[Referring expression data]
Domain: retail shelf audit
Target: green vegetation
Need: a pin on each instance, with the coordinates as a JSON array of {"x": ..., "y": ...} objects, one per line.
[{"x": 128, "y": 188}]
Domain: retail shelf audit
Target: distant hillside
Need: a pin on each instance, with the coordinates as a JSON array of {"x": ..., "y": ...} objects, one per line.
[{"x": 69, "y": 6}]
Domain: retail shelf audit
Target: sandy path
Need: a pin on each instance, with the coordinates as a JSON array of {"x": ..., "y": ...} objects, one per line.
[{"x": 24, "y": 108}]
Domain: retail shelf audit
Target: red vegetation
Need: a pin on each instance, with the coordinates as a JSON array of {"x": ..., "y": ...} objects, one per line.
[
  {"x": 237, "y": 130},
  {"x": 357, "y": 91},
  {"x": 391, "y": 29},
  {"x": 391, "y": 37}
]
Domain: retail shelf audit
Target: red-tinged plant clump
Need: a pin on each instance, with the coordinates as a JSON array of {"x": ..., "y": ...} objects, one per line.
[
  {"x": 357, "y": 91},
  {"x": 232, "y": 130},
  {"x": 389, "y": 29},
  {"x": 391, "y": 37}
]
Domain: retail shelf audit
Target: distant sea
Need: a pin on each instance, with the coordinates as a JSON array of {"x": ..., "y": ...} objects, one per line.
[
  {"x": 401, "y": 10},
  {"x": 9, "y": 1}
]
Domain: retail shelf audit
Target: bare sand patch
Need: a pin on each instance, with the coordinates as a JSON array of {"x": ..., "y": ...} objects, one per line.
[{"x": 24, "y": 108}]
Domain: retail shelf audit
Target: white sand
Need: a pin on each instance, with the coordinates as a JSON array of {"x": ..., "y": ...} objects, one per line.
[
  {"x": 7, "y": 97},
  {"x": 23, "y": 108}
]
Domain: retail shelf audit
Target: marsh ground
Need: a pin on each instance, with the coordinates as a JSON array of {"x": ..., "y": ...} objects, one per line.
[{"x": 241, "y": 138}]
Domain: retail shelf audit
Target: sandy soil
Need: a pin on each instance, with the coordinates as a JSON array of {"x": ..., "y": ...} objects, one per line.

§ **Activity**
The data above, all of it, needs to be output exactly as written.

§ **Answer section**
Domain: retail shelf audit
Target: green vegetation
Need: a pin on each instance, with the coordinates as a JSON array of {"x": ..., "y": ...} objects, one per line.
[{"x": 128, "y": 188}]
Domain: retail shelf audit
Target: distant hillside
Need: a pin on each instance, with the coordinates as a JSON array of {"x": ..., "y": ...} objects, one per line.
[{"x": 69, "y": 6}]
Domain: retail shelf audit
Target: sandy path
Need: a pin on each instance, with the coordinates as a JSON array of {"x": ..., "y": ...} objects, one per line.
[{"x": 24, "y": 108}]
Domain: retail shelf audit
Target: red vegetation
Need: a pin on each instance, with the coordinates as a JSON array of {"x": ..., "y": ...} objects, one per line.
[
  {"x": 237, "y": 130},
  {"x": 357, "y": 91},
  {"x": 391, "y": 29},
  {"x": 391, "y": 37}
]
Domain: retail shelf audit
Target: red-tinged plant clump
Need: a pin on each instance, with the coordinates as a JSON array of {"x": ..., "y": ...} objects, one per line.
[
  {"x": 357, "y": 91},
  {"x": 232, "y": 130},
  {"x": 389, "y": 29},
  {"x": 391, "y": 37}
]
Domain: retail shelf audit
Target: distant sea
Need: a pin on each instance, with the coordinates as a JSON array of {"x": ..., "y": ...} objects, one per line.
[
  {"x": 401, "y": 10},
  {"x": 9, "y": 1}
]
Domain: retail shelf audit
Target: bare sand patch
Need: a pin on each instance, with the coordinates as a JSON array of {"x": ..., "y": ...} objects, one per line.
[{"x": 24, "y": 108}]
Domain: retail shelf audit
Target: white sand
Need: a pin on each instance, with the coordinates as a JSON array of {"x": ..., "y": ...} objects, one per line.
[
  {"x": 7, "y": 97},
  {"x": 23, "y": 108}
]
Domain: retail shelf audit
Target: marsh ground
Need: a pin on each instance, with the coordinates as a JSON array of {"x": ..., "y": ...} objects, one per line.
[{"x": 241, "y": 138}]
Domain: retail shelf audit
Target: sandy soil
Need: a pin on each instance, with the coordinates as a JSON array of {"x": ..., "y": ...} objects, one per line.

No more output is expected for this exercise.